→ **Task requirements**:
List each problem that the last sentence of the Nauru report below says affects the detention facilities or the detainees.

[Excerpt — start]

Protests after delays processing Nauru asylum seekers
Australian-based Refugee Action Coaltion says protests and self harm continuing on Nauru as a minimum of six monthly delays to processing asylum seekers looks set to continue.
Nightly protests are continuing at the Australian-run asylum seeker detention camp on Nauru, as recent arrivals to the detention centre have been told it will take at least six months before they will have their first interview with Australian officials.
A spokesperson for the Australian-based Refugee Action Coalition, Ian Rintoul, says 100 asylum seekers on Nauru are now holding protests and resorting to self harm over ongoing delays to processing refugee claims.
He told Sara Vui-Talitu that with over 500 asylum seekers there now, those detention facilities are insufficient and unstable and many detainees are battling significant mental problems and poor health.

[Excerpt — finish]
[Excerpted data — start]

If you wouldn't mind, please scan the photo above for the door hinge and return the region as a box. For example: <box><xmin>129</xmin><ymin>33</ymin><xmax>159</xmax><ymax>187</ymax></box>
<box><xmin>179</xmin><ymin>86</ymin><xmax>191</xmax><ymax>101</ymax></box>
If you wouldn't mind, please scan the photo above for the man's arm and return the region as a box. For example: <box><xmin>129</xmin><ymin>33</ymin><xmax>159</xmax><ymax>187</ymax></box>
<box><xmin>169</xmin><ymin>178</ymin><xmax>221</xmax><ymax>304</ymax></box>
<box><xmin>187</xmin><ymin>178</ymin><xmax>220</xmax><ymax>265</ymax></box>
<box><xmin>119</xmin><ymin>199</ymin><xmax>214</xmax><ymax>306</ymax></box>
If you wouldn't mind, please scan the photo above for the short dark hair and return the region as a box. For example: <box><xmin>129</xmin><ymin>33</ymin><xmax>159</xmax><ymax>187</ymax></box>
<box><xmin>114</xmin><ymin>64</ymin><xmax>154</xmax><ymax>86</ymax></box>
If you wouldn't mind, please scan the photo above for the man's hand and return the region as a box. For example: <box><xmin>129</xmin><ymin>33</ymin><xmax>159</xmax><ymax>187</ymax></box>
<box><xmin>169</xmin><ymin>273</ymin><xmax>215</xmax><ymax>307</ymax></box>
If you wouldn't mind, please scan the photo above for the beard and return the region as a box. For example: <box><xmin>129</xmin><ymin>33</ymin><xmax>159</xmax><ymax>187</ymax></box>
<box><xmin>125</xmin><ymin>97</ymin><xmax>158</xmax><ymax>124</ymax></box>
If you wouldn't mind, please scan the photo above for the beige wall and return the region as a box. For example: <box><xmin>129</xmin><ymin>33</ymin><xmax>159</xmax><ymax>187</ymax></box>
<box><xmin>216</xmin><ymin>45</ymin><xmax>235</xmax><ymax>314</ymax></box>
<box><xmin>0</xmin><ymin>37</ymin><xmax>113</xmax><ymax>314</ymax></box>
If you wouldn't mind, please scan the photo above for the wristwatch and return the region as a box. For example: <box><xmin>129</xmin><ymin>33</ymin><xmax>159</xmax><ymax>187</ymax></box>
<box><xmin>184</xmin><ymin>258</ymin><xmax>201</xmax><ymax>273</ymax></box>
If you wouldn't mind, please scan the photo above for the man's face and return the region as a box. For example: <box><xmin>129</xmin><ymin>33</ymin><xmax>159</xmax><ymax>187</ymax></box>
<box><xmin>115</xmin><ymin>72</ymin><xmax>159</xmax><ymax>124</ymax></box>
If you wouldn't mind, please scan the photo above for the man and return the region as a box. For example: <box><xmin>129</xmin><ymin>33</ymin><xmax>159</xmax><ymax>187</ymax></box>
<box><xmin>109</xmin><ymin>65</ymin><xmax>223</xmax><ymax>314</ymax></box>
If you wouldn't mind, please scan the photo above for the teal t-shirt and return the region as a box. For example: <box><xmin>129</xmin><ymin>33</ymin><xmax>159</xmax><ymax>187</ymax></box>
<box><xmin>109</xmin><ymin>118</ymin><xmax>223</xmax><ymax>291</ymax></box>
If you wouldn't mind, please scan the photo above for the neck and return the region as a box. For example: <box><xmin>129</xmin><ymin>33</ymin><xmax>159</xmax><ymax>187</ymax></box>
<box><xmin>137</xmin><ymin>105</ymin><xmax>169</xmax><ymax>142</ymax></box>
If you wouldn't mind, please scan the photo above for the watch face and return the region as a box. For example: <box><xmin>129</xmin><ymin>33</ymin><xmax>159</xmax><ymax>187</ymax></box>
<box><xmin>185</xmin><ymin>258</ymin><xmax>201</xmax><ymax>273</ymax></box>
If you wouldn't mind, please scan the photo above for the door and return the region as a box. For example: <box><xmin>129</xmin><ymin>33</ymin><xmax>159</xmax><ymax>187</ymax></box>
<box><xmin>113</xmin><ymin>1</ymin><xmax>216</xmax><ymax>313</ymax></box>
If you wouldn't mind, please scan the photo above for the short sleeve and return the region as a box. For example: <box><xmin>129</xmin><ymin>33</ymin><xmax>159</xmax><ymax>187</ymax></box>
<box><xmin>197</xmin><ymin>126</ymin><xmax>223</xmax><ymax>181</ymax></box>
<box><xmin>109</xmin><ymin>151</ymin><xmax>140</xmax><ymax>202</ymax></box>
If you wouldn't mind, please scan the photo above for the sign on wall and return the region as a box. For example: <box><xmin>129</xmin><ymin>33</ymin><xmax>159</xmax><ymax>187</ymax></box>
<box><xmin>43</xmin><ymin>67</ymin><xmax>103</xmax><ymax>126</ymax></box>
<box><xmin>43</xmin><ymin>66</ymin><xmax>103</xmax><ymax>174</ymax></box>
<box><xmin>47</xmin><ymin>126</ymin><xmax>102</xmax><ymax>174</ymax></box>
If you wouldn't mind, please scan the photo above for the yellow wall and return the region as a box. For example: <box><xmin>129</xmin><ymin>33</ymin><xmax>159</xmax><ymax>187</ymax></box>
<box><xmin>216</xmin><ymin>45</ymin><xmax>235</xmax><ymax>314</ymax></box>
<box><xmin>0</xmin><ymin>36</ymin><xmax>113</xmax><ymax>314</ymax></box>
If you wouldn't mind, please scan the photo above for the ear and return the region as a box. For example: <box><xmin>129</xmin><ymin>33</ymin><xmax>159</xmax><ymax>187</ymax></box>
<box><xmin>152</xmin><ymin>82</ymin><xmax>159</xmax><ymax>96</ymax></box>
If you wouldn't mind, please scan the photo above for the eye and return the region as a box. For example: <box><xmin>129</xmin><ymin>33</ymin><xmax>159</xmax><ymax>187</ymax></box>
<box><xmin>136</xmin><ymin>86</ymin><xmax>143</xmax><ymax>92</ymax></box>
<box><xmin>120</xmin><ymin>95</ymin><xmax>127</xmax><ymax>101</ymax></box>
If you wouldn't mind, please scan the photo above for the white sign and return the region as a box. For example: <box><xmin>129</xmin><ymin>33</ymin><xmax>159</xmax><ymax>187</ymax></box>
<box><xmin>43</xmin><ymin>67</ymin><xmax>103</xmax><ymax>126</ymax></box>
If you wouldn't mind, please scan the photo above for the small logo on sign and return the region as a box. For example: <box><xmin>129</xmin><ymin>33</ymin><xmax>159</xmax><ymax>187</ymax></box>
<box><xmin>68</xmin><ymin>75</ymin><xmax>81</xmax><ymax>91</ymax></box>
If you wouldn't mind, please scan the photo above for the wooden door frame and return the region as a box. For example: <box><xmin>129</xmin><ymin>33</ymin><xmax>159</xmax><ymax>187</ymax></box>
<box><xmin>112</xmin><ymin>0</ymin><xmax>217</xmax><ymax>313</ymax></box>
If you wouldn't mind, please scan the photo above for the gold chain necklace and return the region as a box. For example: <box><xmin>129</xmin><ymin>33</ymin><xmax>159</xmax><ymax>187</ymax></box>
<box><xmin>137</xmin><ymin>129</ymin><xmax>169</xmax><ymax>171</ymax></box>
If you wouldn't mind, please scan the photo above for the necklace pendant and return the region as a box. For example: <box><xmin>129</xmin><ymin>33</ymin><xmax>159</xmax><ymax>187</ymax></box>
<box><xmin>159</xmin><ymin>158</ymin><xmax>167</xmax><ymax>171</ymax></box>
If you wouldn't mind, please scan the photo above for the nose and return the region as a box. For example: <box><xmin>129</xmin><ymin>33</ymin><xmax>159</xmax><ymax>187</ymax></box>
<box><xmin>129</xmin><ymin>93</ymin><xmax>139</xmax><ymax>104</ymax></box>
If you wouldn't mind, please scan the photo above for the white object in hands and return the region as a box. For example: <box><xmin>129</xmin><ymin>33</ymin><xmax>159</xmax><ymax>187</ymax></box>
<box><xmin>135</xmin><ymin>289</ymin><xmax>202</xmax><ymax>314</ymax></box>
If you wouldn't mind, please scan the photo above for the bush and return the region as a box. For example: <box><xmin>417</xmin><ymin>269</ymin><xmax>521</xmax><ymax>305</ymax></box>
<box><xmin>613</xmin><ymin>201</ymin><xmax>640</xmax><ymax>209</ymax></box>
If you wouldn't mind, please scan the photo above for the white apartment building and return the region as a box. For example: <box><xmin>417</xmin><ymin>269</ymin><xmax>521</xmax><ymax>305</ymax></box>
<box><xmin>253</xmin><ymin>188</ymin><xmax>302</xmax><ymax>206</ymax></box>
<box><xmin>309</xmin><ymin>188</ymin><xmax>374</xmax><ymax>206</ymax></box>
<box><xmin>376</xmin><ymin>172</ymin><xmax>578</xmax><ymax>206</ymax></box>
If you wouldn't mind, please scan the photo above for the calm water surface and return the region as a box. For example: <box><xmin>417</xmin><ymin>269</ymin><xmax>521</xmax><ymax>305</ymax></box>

[Excerpted data — finish]

→ **Solution for this problem**:
- The detention facilities are insufficient.
- The detention facilities are unstable.
- Many detainees are battling significant mental problems.
- Many detainees are in poor health.